WAT JE DOET
• A. Neem uit de geselecteerde tekst letterlijk het stuk over dat begint bij de woorden met "Charlie’s Country van" en eindigt bij "neergaande spiraal terecht.".
• B. Waardoor belandt Charlie volgens de geselecteerde tekst weer in de bewoonde wereld? Leg het uit in één tot drie zinnen.

─── GESELECTEERDE TEKST ───

Op het International Filmfestival Rotterdam (IFFR) worden twee films vertoond over het leven van de oorspronkelijke bewoners van Australië en Nieuw-Zeeland. De Aboriginals en hun cultuur worden onverminderd genegeerd door de witte meerderheid in Australië. In Nieuw-Zeeland zijn de Maori beter geïntegreerd en is er waardering voor hun cultuur, maar hun sociale achterstand blijft een heet hangijzer.
Charlie’s Country van de Australische regisseur Rolf de Heer handelt over de Aboriginal Charlie. De charismatische Australische acteur David Gulpilil geeft hem indrukwekkend gestalte. De man zit gevangen tussen twee culturen; de witte bevolking beschouwt hem als een buitenlander in zijn eigen land. Charlie is een royaal mens. Wanneer hij zijn uitkering ophaalt geeft hij het geld meteen weg aan Aboriginals.
Voor Charlie gelden andere waarden. Wanneer het hem allemaal teveel wordt, trekt hij zich terug in het regenwoud om te leven op een wijze zoals Aboriginals het al duizenden jaren plachten te doen. Door de talloze regenbuien in het woud raakt hij verzwakt en belandt vervolgens weer in de bewoonde wereld. Daar komt hij al snel in een neergaande spiraal terecht.
Rolf de Heer heeft meerdere films over de Aboriginals gemaakt waarin veelal de nadruk op de mystieke kanten van het volk is komen te liggen. Ook Charlie’s Country bevat mystiek, maar de regisseur heeft er tevens een vlammende aanklacht tegen de onderdrukking van de Aboriginals van gemaakt. Alcoholmisbruik vormt een van de grootste problemen voor de Aboriginals. De Australische overheid pakt dat hard aan. Zodra Aboriginals in de fout gaan, worden ze buitengesloten en verliezen ze hun rechten. In het laatste deel van de film schaft Charlie alcohol aan voor zijn stamgenoten, met rampzalige gevolgen van dien.
Charlie’s Country maakt indruk door de sobere en simpele wijze waarop de film is vormgegeven. Het is vooral David Gulpilil die grote indruk maakt. Hij vormt het warm kloppende hart van de film. In 1971 verscheen deze acteur op het toneel met Walkabout van regisseur Nicolas Roeg, in hoedanigheid van een tanige jongeman met priemende hypnotiserende ogen. Hij vierde triomfen als traditionele Aboriginal danser en trad op voor staatshoofden.

─── AANGELEVERDE REGELS ───

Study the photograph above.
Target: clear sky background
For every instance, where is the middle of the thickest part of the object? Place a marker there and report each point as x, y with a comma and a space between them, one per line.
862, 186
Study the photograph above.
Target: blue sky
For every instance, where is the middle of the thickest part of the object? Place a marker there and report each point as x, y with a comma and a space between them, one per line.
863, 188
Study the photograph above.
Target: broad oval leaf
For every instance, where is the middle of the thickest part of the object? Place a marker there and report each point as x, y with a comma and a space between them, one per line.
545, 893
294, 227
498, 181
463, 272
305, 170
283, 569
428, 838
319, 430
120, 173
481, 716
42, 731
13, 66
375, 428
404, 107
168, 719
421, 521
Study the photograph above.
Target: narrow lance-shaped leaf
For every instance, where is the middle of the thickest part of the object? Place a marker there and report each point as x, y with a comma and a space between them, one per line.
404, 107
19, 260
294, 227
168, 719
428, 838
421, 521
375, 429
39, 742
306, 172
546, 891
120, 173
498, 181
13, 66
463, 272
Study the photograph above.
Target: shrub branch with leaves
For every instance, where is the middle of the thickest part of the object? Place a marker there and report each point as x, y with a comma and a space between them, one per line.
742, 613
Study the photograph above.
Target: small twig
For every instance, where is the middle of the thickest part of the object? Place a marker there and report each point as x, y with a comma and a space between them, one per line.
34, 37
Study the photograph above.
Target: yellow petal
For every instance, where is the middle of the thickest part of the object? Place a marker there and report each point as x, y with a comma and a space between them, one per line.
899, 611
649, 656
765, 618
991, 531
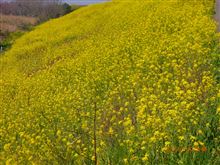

───

ANTWOORDEN PER NUMMER
• A.
Charlie’s Country van de Australische regisseur Rolf de Heer handelt over de Aboriginal Charlie. De charismatische Australische acteur David Gulpilil geeft hem indrukwekkend gestalte. De man zit gevangen tussen twee culturen; de witte bevolking beschouwt hem als een buitenlander in zijn eigen land. Charlie is een royaal mens. Wanneer hij zijn uitkering ophaalt geeft hij het geld meteen weg aan Aboriginals.
Voor Charlie gelden andere waarden. Wanneer het hem allemaal teveel wordt, trekt hij zich terug in het regenwoud om te leven op een wijze zoals Aboriginals het al duizenden jaren plachten te doen. Door de talloze regenbuien in het woud raakt hij verzwakt en belandt vervolgens weer in de bewoonde wereld. Daar komt hij al snel in een neergaande spiraal terecht.

• B. Charlie raakt in het regenwoud verzwakt door de talloze regenbuien. Daardoor belandt hij weer in de bewoonde wereld, waar hij al snel in een neergaande spiraal terechtkomt.